Work to be completed: Reproduce, as a JSON list of strings with one string per line and blank lines omitted, everything in the items below from the line containing "In which part of this frame does the sky" down to the line containing "370,199 -> 406,293", both ends included.
START
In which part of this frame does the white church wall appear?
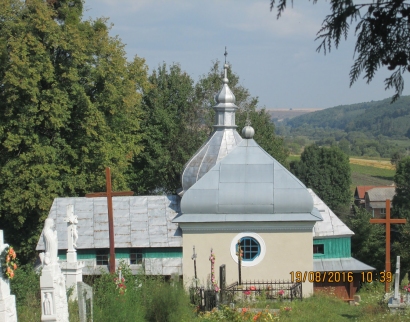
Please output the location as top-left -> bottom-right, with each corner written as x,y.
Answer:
183,231 -> 313,296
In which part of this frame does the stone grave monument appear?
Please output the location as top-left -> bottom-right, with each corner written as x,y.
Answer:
61,205 -> 84,301
40,218 -> 68,322
0,230 -> 17,322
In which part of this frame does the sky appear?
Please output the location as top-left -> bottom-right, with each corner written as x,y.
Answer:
84,0 -> 410,109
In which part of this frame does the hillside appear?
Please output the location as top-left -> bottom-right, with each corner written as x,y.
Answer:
284,96 -> 410,139
266,108 -> 321,122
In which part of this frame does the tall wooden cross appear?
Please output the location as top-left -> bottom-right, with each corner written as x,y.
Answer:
85,167 -> 134,273
370,199 -> 406,293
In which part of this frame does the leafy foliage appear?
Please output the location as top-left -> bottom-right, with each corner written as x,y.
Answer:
132,64 -> 206,194
130,61 -> 288,194
290,144 -> 351,213
0,0 -> 148,262
270,0 -> 410,102
346,207 -> 386,271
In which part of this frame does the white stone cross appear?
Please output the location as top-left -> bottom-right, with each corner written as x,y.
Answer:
0,230 -> 17,322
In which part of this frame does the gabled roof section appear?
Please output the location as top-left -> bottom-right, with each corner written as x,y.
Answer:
308,189 -> 354,238
313,257 -> 376,273
36,196 -> 182,250
174,139 -> 321,222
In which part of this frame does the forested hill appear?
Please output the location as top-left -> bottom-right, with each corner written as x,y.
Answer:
286,96 -> 410,138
END
Solution for this exercise:
[
  "In which part of this frame does the sky appear?",
  "Please output the location as top-left -> bottom-right, with each corner written as x,y.",
  "Answer:",
  "84,0 -> 410,109",
  "In which part of this frame does the hillside appear?",
  "Please output the location as top-left -> bottom-right, with each corner written as x,y.",
  "Answer:",
  "284,96 -> 410,139",
  "266,108 -> 321,122",
  "In which part of this frame does the tall wooden cross appear?",
  "Please output the location as top-left -> bottom-right, with each corner written as x,y.",
  "Answer:",
  "85,167 -> 134,273",
  "370,199 -> 406,293"
]